# Your task
Find "of the snow-covered" in the material below, then copy that line and every subsequent line to the end, exactly.

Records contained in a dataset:
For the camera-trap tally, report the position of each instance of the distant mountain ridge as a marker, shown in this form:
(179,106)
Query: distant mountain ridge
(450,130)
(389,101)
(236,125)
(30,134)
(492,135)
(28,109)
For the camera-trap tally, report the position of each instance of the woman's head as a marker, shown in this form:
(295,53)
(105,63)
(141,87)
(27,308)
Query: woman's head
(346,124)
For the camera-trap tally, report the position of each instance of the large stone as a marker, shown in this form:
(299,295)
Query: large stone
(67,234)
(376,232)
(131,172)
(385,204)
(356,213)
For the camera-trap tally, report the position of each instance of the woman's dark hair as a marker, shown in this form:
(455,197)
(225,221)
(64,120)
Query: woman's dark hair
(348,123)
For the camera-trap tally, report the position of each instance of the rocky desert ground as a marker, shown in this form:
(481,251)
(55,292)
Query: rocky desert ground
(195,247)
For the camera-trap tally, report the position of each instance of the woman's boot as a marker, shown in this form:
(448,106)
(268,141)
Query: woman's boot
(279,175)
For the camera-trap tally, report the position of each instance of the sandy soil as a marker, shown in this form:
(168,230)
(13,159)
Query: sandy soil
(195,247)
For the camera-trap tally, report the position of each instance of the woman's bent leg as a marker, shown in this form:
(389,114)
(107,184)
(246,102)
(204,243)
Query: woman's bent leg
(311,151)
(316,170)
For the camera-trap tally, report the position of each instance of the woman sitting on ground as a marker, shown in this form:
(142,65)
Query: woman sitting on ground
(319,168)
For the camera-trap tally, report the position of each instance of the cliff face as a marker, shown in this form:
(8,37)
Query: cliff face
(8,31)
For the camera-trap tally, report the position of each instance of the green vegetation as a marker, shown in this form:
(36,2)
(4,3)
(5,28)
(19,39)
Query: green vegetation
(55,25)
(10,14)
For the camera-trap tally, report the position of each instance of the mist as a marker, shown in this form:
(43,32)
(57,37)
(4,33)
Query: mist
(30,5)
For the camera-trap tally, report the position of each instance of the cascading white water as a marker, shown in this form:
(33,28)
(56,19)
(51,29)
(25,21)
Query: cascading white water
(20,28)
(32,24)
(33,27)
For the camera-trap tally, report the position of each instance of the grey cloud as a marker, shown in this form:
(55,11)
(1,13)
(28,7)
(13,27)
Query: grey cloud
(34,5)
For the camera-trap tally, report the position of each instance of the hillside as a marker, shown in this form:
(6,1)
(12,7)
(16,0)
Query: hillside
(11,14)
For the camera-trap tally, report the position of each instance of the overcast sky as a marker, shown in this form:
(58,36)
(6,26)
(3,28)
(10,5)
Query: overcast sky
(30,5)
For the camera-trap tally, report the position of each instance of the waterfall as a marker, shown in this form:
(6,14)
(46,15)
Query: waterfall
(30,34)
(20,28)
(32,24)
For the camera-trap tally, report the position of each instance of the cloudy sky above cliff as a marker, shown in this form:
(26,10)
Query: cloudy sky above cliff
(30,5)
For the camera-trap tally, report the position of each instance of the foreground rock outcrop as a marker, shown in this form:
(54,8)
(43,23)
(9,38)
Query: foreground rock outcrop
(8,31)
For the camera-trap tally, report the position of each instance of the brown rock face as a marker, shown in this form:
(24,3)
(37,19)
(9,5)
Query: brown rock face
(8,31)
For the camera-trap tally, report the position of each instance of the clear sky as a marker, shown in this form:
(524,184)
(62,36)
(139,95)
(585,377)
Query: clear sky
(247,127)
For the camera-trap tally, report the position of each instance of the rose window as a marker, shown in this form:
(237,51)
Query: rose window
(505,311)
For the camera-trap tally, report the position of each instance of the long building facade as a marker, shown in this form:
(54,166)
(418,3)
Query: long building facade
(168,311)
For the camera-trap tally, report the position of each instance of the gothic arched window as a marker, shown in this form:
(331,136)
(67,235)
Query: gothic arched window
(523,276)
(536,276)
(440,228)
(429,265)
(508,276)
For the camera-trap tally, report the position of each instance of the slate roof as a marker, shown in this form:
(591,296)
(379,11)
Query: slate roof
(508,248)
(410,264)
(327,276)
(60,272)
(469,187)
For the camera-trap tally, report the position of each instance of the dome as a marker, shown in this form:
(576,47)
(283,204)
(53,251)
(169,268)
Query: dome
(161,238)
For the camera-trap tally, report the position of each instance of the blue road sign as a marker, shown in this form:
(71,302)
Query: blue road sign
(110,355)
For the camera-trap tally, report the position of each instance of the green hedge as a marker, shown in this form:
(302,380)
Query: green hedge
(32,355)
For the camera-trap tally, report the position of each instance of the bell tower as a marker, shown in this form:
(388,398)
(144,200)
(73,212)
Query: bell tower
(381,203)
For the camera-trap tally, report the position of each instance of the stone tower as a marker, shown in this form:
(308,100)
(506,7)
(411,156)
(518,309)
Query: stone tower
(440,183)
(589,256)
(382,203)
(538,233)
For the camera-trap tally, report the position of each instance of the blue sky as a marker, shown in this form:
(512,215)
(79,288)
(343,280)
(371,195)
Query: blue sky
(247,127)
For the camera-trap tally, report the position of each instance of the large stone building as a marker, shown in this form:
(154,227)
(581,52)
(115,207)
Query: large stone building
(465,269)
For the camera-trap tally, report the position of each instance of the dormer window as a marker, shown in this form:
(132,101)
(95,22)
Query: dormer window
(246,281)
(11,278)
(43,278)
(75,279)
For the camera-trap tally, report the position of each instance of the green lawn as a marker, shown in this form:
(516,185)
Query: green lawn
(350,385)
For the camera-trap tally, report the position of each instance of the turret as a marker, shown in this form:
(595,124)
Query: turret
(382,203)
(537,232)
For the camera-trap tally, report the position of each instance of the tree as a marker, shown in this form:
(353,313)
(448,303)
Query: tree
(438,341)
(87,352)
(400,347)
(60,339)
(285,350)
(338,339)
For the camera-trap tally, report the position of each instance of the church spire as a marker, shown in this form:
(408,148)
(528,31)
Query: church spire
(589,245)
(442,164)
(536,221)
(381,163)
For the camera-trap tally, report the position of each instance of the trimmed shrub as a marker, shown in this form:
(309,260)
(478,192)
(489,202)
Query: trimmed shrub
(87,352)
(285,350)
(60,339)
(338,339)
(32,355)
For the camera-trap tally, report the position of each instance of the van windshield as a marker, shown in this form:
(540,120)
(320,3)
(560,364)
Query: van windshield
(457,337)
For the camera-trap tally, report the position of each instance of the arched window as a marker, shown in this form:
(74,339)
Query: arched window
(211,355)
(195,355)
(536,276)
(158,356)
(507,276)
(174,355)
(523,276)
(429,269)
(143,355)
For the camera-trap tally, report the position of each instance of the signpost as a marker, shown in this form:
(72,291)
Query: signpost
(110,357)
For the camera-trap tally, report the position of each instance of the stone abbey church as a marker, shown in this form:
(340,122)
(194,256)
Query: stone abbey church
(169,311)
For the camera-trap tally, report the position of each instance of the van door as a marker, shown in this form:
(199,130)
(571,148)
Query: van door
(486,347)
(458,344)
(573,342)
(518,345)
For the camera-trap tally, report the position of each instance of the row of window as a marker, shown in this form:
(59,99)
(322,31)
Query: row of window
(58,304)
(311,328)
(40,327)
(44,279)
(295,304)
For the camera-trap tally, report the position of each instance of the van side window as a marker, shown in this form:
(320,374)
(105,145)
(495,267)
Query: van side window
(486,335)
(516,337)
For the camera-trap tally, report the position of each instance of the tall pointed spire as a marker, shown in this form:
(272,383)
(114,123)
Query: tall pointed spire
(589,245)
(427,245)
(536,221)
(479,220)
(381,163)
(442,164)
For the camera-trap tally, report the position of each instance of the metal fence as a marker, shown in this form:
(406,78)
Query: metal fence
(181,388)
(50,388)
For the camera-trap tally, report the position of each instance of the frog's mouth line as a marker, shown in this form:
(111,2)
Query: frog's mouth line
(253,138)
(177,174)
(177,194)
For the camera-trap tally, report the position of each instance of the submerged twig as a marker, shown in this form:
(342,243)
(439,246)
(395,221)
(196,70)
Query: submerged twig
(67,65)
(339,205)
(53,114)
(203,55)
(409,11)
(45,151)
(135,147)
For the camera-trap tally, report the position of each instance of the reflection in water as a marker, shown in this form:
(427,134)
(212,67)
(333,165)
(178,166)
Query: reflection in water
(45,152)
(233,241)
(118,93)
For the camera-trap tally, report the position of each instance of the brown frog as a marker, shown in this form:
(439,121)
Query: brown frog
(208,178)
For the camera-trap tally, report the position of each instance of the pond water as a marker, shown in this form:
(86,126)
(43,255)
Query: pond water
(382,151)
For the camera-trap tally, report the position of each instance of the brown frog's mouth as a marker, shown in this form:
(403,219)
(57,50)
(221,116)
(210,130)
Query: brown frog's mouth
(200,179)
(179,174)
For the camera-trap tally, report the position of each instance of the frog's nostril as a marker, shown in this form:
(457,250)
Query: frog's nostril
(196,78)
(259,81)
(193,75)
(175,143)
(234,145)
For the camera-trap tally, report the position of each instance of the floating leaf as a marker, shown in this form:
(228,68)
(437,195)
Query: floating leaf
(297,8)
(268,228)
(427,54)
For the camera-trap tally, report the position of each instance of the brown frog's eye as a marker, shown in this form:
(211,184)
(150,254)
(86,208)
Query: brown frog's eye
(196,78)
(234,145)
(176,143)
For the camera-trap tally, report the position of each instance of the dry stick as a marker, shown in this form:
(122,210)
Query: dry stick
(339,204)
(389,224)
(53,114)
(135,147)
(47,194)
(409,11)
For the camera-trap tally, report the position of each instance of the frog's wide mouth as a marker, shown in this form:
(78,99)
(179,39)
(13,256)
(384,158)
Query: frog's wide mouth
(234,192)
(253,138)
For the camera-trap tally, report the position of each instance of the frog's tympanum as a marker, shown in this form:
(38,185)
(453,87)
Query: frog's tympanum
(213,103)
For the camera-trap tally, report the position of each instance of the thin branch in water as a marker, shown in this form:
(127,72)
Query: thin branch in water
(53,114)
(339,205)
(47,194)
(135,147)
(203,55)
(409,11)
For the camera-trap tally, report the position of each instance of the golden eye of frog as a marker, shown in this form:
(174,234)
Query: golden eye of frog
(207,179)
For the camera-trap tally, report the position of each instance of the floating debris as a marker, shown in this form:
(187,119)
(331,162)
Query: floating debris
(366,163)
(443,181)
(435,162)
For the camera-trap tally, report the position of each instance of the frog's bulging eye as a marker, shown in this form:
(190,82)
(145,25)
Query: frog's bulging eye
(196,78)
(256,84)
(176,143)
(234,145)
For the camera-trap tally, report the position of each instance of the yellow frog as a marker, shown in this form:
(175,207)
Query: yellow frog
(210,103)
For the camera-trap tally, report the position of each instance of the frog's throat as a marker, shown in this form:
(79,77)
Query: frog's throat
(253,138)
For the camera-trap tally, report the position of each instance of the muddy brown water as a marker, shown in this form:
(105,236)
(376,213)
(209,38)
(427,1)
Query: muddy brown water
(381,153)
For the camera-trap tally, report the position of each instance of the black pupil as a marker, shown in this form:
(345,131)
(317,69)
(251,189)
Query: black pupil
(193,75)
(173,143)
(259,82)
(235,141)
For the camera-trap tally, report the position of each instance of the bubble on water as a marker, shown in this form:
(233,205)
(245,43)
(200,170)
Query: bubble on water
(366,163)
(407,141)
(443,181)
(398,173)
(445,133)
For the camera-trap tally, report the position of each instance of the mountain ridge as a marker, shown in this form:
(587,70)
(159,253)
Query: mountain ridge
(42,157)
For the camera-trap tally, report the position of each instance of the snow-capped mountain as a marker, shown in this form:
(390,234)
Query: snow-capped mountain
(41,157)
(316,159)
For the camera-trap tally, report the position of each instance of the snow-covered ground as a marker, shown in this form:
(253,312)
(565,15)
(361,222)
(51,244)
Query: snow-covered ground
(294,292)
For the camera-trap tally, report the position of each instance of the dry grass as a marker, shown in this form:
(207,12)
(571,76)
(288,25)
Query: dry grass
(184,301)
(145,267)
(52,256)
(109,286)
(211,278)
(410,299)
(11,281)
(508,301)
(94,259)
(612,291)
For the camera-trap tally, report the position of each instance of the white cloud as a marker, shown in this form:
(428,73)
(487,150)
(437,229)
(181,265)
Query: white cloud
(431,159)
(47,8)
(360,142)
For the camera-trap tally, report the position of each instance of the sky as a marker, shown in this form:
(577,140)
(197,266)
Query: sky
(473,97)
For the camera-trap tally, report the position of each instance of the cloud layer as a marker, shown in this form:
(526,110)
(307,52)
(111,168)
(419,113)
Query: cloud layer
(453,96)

# Correct result
For the camera-trap tally, report the position of each instance of the snow-covered ground as a marker, shown in this form:
(253,312)
(565,15)
(361,222)
(51,244)
Query: snow-covered ground
(294,292)
For the camera-trap tally, report the position of each instance of the dry grass as a marker, shown in this form:
(207,12)
(571,76)
(288,25)
Query: dry grass
(184,301)
(145,267)
(52,256)
(109,286)
(211,278)
(410,299)
(11,281)
(508,301)
(94,259)
(612,291)
For the camera-trap tally, report the position of each instance of the white cloud as a marker, shown in this form:
(428,73)
(487,150)
(437,229)
(181,265)
Query: white cloud
(431,159)
(47,8)
(360,142)
For the camera-trap tally, report the position of each instance of the sky as a marker, shown in this form:
(577,140)
(197,266)
Query: sky
(473,97)
For the camera-trap tally, report the position of each instance of the cloud layer as a marker, shown in this form:
(526,110)
(307,52)
(111,168)
(419,113)
Query: cloud layer
(453,96)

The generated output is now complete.